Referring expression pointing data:
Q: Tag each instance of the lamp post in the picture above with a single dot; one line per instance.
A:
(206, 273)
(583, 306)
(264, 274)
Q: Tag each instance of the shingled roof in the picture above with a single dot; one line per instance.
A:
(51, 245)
--
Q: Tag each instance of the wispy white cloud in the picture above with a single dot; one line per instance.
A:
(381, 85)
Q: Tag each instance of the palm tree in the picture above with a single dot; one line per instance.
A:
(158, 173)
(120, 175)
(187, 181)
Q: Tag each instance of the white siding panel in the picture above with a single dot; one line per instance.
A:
...
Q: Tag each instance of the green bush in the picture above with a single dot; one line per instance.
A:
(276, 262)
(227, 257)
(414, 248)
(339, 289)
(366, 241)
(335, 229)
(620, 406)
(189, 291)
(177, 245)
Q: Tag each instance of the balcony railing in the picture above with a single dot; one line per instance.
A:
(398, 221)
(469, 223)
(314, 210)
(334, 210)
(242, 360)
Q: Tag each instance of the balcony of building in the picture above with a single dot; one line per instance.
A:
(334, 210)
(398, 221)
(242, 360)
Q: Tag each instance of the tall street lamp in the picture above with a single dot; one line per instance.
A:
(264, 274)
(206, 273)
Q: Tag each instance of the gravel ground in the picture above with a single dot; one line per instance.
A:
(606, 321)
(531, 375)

**EXERCISE PROMPT:**
Reproduce each line of the records in which the word "above" appears.

**FINAL ANSWER:**
Q: Tag each instance of the lamp post in the picture above with a single dot; one line per instance.
Q: Tag each instance of the shingled roof in the picture above with a single dot; one line per instance.
Q: Tag each instance of the wispy white cloud in the picture above with a single dot; one line per instance.
Q: Tag each instance of the palm tree in the picture above with a single dot; one line per instance.
Q: Tag each instance of the white siding panel in the picture above with a single dot; one line per instance.
Q: Tag each instance of the green bush in the picture above with a single dot; one line per instance.
Q: Tag each instance of the balcony railing in the picture above with a single dot; one line per instance.
Q: Tag each instance of the balcony of building in the picture above with a single dot; one line per instance.
Q: Tag each instance of the tall street lamp in the picture above with a single dot; one line per instance.
Q: Tag each instance of the gravel ground in the picture above with a single dot; one line per instance.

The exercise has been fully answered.